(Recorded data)
^^^^^^^^^^^^^^^^

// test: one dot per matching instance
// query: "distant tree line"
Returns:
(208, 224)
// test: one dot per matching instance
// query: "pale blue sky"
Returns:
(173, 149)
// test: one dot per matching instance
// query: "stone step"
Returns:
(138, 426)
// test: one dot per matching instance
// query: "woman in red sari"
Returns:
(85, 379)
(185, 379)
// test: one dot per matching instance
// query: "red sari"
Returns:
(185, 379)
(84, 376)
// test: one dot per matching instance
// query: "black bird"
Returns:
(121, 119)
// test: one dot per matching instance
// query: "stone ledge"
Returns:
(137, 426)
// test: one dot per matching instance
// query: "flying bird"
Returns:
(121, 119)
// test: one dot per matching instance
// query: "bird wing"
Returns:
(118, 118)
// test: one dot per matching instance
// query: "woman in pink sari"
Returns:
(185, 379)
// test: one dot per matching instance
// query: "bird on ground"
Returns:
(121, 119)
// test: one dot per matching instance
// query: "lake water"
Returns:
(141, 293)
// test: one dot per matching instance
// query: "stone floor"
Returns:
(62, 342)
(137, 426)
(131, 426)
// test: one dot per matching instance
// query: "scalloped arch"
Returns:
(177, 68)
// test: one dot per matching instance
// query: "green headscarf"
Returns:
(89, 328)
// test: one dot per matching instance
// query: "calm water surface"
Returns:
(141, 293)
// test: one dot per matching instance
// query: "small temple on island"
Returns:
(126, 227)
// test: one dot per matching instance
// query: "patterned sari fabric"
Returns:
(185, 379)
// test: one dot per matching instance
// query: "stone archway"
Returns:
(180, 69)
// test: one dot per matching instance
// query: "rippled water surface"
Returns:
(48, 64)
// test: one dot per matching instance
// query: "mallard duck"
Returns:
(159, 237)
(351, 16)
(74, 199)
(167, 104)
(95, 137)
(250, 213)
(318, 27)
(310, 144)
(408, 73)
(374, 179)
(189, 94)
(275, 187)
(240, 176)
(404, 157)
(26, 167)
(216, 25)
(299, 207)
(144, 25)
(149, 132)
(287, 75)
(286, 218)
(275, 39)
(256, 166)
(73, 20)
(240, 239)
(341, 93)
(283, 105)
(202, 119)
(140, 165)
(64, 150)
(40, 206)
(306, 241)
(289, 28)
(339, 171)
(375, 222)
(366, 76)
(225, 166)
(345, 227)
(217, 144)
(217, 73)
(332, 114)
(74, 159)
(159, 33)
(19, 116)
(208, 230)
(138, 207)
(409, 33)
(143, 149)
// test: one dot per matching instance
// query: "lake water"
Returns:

^^^^^^^^^^^^^^^^

Working from the entries above, find every line in which the word "bird" occurs and copy it.

> [Answer to this exercise]:
// query: "black bird"
// query: "flying bird"
// query: "bird wing"
// query: "bird on ground"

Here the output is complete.